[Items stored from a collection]
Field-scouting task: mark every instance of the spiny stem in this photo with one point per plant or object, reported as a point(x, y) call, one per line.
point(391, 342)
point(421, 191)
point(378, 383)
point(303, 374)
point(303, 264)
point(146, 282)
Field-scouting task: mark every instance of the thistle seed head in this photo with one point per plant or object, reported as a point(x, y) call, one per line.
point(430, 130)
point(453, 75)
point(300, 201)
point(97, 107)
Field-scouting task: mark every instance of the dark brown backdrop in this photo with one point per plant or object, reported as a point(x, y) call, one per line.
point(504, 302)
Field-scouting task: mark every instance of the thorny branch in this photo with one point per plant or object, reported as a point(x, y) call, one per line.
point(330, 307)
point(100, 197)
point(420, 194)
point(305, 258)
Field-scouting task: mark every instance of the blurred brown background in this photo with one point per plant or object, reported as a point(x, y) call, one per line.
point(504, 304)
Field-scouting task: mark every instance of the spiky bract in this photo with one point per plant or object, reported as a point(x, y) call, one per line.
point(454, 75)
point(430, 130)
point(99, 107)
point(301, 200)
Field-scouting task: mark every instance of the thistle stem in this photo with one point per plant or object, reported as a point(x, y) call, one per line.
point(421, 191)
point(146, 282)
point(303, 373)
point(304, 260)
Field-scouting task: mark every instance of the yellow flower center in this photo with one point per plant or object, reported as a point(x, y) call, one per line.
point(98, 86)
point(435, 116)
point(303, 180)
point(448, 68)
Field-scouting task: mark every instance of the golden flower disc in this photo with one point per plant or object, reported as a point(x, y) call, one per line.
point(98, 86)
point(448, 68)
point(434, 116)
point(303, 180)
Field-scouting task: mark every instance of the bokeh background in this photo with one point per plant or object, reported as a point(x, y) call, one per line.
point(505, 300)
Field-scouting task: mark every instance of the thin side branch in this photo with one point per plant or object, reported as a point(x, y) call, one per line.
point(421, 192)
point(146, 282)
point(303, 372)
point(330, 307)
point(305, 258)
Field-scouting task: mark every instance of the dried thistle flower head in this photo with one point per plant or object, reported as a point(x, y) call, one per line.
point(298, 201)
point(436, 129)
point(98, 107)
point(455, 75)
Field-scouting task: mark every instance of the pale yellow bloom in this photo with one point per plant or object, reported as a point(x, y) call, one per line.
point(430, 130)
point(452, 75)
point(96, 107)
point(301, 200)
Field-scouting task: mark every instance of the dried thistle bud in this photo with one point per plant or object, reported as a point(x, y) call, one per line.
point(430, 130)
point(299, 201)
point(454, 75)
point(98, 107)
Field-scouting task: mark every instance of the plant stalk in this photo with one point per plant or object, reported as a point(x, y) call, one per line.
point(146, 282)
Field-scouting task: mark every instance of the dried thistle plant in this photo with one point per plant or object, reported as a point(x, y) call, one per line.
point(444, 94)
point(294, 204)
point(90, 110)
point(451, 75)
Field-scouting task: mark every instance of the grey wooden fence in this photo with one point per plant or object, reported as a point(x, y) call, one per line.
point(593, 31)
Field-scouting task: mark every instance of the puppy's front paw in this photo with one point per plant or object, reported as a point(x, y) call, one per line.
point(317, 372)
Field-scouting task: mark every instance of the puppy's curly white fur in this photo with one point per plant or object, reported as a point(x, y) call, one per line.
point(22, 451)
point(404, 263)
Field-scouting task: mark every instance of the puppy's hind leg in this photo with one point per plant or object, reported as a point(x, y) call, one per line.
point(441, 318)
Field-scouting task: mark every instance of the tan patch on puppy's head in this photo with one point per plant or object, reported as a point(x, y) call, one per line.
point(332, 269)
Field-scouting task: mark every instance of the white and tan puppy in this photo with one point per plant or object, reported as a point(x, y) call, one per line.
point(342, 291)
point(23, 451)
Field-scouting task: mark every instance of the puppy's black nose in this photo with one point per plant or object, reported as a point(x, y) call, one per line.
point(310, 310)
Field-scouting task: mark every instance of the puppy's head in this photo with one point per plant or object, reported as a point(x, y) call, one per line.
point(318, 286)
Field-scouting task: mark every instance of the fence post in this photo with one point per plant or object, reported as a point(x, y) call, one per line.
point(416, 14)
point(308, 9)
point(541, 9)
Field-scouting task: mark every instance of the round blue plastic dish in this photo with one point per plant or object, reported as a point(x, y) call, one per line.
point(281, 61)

§ **Work to be completed**: Rescale the lines from the line with "Field-scouting task: mark every instance of the bokeh" to the line with "point(505, 300)", both included, and give back only those lines with the requests unchanged. Multiply every point coordinate in the answers by 0.95 and round each result to a whole number, with halves rounded up.

§ **Full answer**:
Field-scouting task: mark every instance of the bokeh background in this photo with one point per plant or object, reported as a point(x, y) call, one per line.
point(480, 285)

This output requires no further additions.